*Study text:*
· · ·
The token tax in document AI

The number that retired "it's software, so 80% margin"

For two decades the most reliable fact about a software business was its gross margin. You sold the same product to the next customer at roughly zero marginal cost, and so the textbook number settled in the 75–85% range — high enough that the rest of the model, the revenue multiple included, was built on top of it as an assumption nobody bothered to restate. The agentic cycle quietly removed the assumption. When the product is an agent that reasons before it acts, serving the next unit of work is not free: every decision burns tokens, and those tokens are a bill from a frontier provider that arrives every month. The most useful way to name what that does to the model is a tax — a token tax — because it is levied on the thing you sell, scales with usage, and cannot be waved away by selling harder.

The size of it is what reorganised board decks this year. A business that would have reported 80% gross margin as classic SaaS reports something in the 50–60% band once inference is counted honestly, and the gap is not a rounding error — it is on the order of 30 points of margin that simply is not there. The precise figure varies by workload and is argued about, as every headline number is, but the direction is not in dispute by anyone who has read an agentic company's actual cost of revenue. The interesting question is not "is the margin lower" — the close already says it is — but "what does a 30-point structural gap change", and the answer reaches further up the model than most teams expect.

A token tax is not an operating expense you optimise next quarter. It is a cost of goods sold you carry from the first contract. SaaS earned its multiple on a margin agentic software does not start with.

Why inference is COGS, not an expense you can wave away

The first mistake is filing inference under the wrong line. A lot of early agentic P&Ls treated model spend as an R&D or infrastructure cost — a fixed bet on building the product — because that is where cloud compute lived in the SaaS era. Inference does not behave that way. It is variable, it is per-transaction, and it rises with exactly the thing you are billing for. That is the textbook definition of cost of goods sold, and putting it anywhere else does not make it cheaper; it only makes the gross margin on the slide a fiction that the first audited close corrects in public.

This is the same physics we wrote about from the supply side in the compute moat and the inference-margin question — the cost of serving an intelligent output is a real, recurring line, not a one-time build. The good news, such as it is, is that the input price keeps moving in your favour: the price of frontier inference keeps resetting downward, which lifts the floor over time. The bad news is that the same period made models that think before they answer the default for hard work, and a reasoning call costs several times a classic completion. Falling unit price and rising tokens-per-task are pulling in opposite directions, and the net is a margin that is structurally lower than SaaS and noisier quarter to quarter. You manage that. You do not assume it away.

Where the token tax actually comes from

The tax is not one charge; it is a stack of them, and naming the layers is the start of controlling them. A classic SaaS request returns a row from a database. An agentic request runs a loop: it reads the document, plans, calls the model to reason, calls it again to check itself, retrieves context, and often does the whole circuit more than once before it is confident enough to act. Each turn of that loop is a metered call, and autonomy is precisely the dial that adds turns. The table below is the same unit of work — "handle one document" — priced as a SaaS feature and as an agentic flow, so the gap is visible rather than asserted.

Cost line	Classic SaaS	Agentic flow
Compute per request	A query against a database — fractions of a cent, effectively fixed.	Several metered model calls per task, variable and rising with autonomy.
· · ·
*Extracted records:*
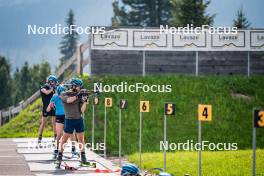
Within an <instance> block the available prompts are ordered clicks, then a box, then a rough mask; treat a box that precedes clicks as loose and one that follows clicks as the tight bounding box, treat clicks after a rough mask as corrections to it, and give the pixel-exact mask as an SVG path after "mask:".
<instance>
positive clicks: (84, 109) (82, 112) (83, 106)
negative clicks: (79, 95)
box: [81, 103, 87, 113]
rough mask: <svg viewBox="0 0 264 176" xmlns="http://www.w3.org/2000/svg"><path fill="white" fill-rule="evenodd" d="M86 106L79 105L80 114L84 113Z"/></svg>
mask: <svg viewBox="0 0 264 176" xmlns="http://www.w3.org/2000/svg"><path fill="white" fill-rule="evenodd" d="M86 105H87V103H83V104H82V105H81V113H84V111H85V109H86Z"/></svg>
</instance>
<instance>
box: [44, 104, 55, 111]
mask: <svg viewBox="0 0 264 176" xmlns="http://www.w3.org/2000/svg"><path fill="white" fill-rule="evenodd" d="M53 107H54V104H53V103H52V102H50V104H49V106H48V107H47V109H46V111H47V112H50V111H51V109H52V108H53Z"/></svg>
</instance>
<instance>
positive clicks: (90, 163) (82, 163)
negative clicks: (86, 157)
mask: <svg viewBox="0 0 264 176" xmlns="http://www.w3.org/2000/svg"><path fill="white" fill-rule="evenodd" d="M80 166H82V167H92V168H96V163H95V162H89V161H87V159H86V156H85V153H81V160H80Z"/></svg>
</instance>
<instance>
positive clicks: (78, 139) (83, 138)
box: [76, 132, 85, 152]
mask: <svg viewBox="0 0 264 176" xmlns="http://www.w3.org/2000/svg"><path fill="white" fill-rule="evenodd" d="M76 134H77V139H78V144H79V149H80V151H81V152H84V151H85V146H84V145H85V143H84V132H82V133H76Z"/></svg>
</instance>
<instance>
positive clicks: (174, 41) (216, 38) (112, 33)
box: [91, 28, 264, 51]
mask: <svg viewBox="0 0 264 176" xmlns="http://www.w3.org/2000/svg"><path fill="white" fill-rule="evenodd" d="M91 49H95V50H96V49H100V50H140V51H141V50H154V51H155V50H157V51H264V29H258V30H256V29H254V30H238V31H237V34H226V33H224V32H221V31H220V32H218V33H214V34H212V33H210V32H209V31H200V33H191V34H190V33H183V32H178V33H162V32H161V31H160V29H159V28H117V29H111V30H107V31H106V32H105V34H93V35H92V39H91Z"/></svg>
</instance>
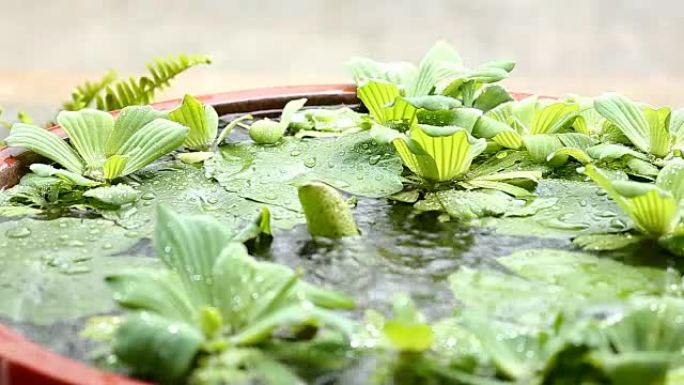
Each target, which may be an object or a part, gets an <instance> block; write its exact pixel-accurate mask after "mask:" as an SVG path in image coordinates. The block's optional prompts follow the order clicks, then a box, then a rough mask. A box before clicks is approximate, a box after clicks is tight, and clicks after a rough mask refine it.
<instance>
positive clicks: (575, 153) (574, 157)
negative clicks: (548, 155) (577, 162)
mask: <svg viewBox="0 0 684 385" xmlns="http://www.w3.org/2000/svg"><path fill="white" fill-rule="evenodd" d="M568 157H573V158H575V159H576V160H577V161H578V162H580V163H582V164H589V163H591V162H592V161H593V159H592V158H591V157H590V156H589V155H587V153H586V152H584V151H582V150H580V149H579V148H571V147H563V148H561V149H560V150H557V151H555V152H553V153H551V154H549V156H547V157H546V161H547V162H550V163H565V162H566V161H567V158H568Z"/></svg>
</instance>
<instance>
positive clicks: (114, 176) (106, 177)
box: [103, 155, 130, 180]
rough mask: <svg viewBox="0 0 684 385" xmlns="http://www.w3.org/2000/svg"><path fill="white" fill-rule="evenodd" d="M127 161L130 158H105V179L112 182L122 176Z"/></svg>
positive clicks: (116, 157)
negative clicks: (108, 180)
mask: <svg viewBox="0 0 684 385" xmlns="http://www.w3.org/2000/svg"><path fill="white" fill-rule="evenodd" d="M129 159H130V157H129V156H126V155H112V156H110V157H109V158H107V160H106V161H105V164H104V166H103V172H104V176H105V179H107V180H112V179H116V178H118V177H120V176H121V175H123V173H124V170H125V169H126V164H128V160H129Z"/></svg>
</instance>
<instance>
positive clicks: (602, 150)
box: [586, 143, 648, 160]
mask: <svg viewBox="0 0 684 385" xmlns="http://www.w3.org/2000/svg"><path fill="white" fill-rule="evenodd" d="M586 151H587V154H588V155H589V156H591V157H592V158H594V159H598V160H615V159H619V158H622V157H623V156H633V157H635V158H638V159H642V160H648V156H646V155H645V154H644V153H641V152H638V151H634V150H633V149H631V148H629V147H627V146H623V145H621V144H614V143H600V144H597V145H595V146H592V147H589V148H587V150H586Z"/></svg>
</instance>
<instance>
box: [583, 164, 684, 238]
· · ·
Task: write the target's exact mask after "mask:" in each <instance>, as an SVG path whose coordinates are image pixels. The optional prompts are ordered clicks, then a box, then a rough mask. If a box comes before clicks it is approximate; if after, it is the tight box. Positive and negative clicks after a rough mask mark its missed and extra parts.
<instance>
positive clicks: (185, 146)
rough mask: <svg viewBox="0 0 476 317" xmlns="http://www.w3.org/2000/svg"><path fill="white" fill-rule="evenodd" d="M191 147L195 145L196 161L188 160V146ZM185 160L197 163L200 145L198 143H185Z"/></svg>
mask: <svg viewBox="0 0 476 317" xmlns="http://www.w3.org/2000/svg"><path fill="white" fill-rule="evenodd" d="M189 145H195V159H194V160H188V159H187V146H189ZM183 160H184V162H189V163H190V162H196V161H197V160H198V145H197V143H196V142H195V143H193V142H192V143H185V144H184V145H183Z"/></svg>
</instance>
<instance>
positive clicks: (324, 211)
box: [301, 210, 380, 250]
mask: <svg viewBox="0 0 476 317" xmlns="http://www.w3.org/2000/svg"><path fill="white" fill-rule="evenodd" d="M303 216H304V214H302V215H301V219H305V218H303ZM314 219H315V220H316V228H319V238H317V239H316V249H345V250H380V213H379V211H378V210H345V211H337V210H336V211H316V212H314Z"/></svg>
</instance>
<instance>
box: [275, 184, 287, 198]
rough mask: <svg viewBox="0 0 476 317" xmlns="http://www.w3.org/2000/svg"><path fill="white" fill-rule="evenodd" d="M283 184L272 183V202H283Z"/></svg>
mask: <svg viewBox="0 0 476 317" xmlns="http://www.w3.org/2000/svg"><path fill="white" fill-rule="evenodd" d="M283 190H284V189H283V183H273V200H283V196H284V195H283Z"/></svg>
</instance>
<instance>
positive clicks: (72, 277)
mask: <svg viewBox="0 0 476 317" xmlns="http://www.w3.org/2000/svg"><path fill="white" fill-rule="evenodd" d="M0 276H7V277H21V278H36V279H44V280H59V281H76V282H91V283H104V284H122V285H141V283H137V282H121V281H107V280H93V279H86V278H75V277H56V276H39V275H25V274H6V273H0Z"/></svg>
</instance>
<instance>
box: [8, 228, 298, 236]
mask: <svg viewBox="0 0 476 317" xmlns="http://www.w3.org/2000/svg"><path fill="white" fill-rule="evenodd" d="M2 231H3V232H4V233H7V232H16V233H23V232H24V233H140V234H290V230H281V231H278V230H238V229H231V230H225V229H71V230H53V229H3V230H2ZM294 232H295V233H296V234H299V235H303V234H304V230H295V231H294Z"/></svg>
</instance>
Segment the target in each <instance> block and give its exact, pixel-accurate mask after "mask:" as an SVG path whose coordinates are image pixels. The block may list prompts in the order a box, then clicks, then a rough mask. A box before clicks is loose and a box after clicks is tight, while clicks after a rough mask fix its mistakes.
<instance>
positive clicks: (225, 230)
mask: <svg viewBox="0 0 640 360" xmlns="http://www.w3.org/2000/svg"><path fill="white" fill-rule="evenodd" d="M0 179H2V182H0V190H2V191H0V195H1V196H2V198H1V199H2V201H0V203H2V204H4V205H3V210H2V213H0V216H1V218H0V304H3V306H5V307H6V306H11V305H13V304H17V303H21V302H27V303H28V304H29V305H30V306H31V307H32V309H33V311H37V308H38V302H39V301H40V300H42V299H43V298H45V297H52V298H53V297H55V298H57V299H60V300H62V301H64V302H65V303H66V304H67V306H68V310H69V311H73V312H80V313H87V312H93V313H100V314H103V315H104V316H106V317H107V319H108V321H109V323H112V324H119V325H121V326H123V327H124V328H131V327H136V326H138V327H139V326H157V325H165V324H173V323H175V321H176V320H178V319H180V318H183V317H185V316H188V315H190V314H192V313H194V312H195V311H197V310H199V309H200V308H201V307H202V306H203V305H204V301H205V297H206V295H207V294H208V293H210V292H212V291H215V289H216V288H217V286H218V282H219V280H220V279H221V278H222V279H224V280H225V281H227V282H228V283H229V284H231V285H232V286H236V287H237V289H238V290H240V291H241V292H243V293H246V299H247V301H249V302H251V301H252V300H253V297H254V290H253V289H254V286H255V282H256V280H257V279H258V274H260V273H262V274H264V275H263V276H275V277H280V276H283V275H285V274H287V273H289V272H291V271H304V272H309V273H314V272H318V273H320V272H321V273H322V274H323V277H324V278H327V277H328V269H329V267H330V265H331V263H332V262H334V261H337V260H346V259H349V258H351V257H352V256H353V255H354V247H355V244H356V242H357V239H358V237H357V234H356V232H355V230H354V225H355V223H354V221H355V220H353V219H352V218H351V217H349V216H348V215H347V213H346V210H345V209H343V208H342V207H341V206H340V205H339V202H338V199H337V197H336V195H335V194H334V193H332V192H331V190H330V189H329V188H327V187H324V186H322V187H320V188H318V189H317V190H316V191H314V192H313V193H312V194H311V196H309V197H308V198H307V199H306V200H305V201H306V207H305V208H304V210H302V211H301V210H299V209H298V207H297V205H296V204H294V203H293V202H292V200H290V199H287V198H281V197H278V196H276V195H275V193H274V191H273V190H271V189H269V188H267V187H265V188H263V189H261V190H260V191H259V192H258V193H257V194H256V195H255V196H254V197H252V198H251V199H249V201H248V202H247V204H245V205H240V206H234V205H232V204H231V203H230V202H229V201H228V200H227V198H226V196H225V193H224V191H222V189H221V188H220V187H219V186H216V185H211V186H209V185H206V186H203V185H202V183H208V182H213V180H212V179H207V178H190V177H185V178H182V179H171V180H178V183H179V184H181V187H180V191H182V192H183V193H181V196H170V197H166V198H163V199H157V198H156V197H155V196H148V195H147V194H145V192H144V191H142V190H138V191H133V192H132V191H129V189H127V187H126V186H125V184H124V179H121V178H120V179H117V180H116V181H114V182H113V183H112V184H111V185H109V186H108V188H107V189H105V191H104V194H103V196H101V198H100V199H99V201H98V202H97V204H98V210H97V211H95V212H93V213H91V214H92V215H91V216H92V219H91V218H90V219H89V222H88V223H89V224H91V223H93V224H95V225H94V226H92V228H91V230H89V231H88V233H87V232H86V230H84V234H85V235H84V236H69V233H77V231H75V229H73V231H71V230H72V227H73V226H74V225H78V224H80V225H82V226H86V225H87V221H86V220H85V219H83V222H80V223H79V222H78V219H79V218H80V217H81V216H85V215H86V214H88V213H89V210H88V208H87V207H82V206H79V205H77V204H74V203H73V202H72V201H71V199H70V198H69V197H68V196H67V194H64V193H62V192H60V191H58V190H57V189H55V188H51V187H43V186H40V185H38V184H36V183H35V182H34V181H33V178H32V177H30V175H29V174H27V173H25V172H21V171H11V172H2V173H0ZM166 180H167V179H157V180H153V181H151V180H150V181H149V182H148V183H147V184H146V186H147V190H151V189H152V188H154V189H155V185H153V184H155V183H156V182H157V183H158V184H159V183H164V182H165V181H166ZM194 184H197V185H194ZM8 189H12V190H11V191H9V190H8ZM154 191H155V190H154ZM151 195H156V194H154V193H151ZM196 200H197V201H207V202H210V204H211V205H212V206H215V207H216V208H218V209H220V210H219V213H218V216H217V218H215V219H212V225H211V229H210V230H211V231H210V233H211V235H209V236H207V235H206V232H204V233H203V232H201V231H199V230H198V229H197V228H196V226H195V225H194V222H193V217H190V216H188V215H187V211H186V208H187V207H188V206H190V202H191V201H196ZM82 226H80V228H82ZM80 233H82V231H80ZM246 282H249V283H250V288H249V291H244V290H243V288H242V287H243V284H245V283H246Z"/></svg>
· · ·
*Work request 1:*
Do these statements agree with the token tax article? Answer yes or no for each and quote the words from the article that decide it.
(a) Once inference is counted honestly, a business that would have reported 80% gross margin as classic SaaS reports roughly 50–60%.
(b) The article says inference spend belongs under R&D or infrastructure.
(c) The price of frontier inference keeps climbing.
*Work request 2:* Could you pick up the token tax article after its last table row and keep writing it?

*Written answer 1:*
(a) Yes: "reports something in the 50–60% band once inference is counted honestly"
(b) No: "That is the textbook definition of cost of goods sold, and putting it anywhere else does not make it cheaper"
(c) No: "the price of frontier inference keeps resetting downward"

*Written answer 2:*
Reasoning tokens	None. There is nothing to "think".	The test-time compute the model spends before it answers — invisible on the output, very visible on the bill.
The loop multiplier	One request, one response.	Plan, act, observe, retry — the ReAct circuit can run the model 10–20× for one decision.
Retry & verification	Cached, near-free.	Self-checks and re-runs on low confidence — necessary for quality, paid for in tokens.
Gross margin it implies	75–85%.	50–60%, before any of it is optimised back.

Read down the right column and the lesson writes itself: the token tax is the price of the autonomy that makes the product worth buying. You cannot delete it without deleting the value, which is why "just use a cheaper model everywhere" is not the answer. The answer is to spend the expensive tokens only where they change the outcome — which means knowing, per task, whether the difficulty justifies the bill.

The valuation mistake: a SaaS multiple on an agent's margin

The reason this is a board topic and not a FinOps footnote is that margin is an input to valuation, and the wrong margin assumption misprices the whole asset. A revenue multiple is, underneath, a bet on the cash a dollar of revenue eventually throws off — and a dollar of revenue at 55% gross margin throws off materially less than a dollar at 80%. Apply the SaaS multiple, built on the SaaS margin, to an agentic business carrying the token tax, and you have overpriced it by roughly the gap between those two numbers, compounded by every other multiple that sits downstream of margin.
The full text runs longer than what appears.